Source records
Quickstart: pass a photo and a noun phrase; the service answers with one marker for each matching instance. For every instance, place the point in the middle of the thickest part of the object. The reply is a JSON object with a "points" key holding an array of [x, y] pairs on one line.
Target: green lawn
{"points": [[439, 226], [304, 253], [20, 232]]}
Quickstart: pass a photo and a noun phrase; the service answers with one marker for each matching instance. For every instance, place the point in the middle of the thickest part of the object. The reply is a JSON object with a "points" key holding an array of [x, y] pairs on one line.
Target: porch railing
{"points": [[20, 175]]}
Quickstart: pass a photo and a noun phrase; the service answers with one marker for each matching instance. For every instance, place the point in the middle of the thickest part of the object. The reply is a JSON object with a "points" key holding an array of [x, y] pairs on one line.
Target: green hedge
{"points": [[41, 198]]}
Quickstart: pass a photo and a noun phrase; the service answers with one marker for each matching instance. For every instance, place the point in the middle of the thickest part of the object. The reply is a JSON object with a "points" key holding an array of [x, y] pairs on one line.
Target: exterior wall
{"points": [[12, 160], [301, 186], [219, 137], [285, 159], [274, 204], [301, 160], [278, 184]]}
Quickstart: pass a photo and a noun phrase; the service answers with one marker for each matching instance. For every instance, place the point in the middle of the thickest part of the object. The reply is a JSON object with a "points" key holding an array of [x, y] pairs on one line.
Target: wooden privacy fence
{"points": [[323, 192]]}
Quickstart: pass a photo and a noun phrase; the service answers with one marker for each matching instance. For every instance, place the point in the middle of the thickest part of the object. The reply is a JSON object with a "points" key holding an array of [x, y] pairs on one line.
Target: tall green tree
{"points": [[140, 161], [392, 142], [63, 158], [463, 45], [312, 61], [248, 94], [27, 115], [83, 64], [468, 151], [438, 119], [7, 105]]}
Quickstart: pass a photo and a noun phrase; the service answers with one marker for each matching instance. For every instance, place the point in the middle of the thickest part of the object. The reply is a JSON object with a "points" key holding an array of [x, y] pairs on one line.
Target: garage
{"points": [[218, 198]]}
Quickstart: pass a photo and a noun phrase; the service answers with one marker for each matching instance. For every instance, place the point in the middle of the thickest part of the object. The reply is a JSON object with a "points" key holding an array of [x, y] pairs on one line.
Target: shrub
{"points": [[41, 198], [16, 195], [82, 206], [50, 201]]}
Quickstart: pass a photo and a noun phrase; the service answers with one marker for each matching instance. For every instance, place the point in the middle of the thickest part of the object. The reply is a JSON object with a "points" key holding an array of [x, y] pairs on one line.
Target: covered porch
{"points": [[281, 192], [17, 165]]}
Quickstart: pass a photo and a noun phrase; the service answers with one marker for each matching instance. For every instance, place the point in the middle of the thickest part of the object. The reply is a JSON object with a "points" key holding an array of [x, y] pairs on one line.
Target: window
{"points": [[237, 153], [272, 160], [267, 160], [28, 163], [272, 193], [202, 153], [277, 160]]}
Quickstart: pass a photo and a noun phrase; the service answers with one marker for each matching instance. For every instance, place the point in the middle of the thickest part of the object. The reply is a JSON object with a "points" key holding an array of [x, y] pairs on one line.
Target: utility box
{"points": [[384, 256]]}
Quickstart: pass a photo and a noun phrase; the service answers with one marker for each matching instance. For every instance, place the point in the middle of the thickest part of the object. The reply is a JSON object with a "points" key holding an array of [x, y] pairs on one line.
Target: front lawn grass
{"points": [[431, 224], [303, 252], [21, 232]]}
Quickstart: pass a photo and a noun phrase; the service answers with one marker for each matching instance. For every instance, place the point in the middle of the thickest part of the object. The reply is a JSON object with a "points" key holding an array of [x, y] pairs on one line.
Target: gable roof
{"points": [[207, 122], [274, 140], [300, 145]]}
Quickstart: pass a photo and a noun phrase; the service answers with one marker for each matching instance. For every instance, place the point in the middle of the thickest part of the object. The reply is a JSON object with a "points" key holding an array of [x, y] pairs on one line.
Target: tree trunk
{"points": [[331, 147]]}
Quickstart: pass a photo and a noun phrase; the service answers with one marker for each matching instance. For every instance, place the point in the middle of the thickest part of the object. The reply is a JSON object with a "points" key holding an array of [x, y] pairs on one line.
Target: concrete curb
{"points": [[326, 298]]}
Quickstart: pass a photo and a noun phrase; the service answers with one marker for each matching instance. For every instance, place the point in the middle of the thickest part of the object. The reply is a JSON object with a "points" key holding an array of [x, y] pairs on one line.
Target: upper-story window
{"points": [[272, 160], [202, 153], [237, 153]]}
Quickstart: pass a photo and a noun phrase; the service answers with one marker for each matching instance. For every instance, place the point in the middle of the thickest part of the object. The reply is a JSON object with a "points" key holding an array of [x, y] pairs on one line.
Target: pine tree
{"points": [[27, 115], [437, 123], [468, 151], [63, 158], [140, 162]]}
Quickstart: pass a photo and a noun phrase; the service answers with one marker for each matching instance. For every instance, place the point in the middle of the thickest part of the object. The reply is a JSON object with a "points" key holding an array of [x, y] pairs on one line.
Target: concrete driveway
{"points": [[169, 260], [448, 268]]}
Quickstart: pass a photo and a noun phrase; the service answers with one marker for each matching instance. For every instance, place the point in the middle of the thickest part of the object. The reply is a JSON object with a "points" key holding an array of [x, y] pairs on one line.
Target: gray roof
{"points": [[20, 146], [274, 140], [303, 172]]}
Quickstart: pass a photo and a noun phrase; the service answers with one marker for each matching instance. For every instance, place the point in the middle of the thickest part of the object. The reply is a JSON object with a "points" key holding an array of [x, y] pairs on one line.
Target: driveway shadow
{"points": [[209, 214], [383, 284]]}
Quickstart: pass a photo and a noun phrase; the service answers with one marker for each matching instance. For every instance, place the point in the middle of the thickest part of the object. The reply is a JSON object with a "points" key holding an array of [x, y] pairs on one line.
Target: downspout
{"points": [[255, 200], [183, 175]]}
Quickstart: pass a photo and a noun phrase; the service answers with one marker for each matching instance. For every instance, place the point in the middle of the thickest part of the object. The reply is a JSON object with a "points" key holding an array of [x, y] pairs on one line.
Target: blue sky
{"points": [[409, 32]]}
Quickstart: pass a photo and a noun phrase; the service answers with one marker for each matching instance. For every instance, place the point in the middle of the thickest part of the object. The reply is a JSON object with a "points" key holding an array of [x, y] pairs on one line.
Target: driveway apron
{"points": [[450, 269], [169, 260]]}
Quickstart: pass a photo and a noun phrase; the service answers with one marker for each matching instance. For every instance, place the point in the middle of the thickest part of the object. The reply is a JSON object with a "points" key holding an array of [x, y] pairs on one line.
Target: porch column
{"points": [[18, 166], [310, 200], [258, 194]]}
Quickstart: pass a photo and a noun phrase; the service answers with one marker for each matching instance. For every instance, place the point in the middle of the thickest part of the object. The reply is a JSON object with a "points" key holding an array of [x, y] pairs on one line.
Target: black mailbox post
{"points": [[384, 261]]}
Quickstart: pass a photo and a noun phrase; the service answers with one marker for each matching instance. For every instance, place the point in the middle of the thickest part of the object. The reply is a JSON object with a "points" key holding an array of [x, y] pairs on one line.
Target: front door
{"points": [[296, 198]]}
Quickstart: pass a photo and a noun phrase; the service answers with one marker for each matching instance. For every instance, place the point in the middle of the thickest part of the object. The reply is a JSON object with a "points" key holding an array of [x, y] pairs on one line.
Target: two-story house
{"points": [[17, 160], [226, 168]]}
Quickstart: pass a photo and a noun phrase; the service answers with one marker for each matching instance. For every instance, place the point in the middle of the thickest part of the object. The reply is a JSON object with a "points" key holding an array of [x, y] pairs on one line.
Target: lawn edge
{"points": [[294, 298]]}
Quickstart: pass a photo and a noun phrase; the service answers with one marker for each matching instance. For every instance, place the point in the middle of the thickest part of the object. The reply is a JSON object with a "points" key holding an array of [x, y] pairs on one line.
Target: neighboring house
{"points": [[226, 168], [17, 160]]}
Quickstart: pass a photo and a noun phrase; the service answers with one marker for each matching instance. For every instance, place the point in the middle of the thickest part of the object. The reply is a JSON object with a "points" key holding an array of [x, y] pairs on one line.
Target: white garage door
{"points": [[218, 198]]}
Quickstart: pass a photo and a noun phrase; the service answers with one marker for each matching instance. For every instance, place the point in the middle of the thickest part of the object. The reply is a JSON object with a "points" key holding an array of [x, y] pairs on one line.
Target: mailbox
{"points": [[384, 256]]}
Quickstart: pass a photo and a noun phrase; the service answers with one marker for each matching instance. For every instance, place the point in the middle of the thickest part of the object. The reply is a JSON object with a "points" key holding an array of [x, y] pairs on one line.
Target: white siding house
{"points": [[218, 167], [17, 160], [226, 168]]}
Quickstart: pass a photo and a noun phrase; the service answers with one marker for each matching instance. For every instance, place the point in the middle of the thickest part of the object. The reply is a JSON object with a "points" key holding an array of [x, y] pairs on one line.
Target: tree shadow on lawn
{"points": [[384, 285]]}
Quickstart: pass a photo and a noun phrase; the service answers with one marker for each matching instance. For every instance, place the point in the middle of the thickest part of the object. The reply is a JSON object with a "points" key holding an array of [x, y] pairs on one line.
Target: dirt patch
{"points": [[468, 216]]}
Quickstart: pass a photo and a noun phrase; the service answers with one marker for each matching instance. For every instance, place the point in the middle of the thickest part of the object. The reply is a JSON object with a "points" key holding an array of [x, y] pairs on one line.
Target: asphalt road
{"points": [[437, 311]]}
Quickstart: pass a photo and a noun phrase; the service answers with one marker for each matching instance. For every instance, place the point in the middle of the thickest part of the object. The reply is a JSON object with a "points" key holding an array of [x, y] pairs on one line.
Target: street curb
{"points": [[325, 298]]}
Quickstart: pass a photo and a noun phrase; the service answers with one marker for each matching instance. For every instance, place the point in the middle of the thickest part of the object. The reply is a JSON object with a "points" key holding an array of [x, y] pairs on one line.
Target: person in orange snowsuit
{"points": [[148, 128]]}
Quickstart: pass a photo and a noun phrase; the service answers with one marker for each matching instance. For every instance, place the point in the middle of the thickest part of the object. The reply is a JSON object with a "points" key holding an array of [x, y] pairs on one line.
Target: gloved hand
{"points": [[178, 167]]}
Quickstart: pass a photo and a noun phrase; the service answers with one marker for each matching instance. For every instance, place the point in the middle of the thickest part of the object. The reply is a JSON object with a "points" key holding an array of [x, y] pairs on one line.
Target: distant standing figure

- Instructions for the task -
Write out the lines above word for word, starting at the beginning of the source records and stopping after the line that contains "Target: green lawn".

- Expected answer -
Quickstart: pass a photo and a noun phrase; the service answers with one marker for each matching instance. For every instance, place the point in the middle of the thickest part of the object. The reply is a JSON object with a "points" key holding an array of [x, y] pairs on one line.
Target: green lawn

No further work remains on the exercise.